▶ _Assignment_
In the profile of Birdie's CEO, how many countries can access the e-marketplace that Parmentier founded?

▶ _Text segment_
==*==
Max Parmentier is CEO of Birdie, an ‘agetech’ startup, backed by insurance giant AXA and incubated by Kamet Ventures, that aims to innovate the elderly care sector, support independent living at home, identify and prevent common medical issues before it requires hospitalisation, and tackle the issues of bed blocking in hospitals nationwide. He was inspired to develop a solution to the way in which elderly care is managed after witnessing the decline of his grandfather’s own health and well-being after he was put into a care home.
Previously, Parmentier founded and scaled up a global e-marketplace spin-off from the Global Fund to fight AIDS, Tuberculosis and Malaria, funded and supported by Bill Gates and launched at the World Economic Forum in Davos in 2016. This platform is now accessible to 140 countries and transacting $1bn worth of commodities.
Parmentier also worked at the UN and in small start-ups, and spent 5 years at McKinsey as manager supporting clients to design their strategies on climate change mitigation, deforestation and bio-energy.
Birdie positions itself as the world’s first holistic ‘care companion’ platform, and aims to support older adults to live healthy and independent lives within the comfort of their own home.
Through its digital apps and connected devices, Birdie optimises care in three ways: it allows care providers to ‘go paperless’ by digitising cumbersome and time-consuming admin and reporting; it facilitates communications and the sharing of information of an older adult's care between care professionals, families and other health practitioners; and it provides families with peace of mind – allowing them to follow their elderly loved one’s health and wellbeing 24/7 . Birdie is also developing state-of-the-art health analytics leveraging the data captured by care professionals and the remote sensors. Its algorithms track health conditions, predicts issues at risk of worsening and alerts the right people at the right time.
==*==
▶ _Supplied material_
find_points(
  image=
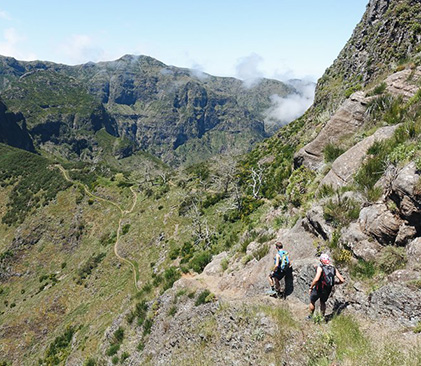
==*==
▶ _Solution for this exercise_
140 countries.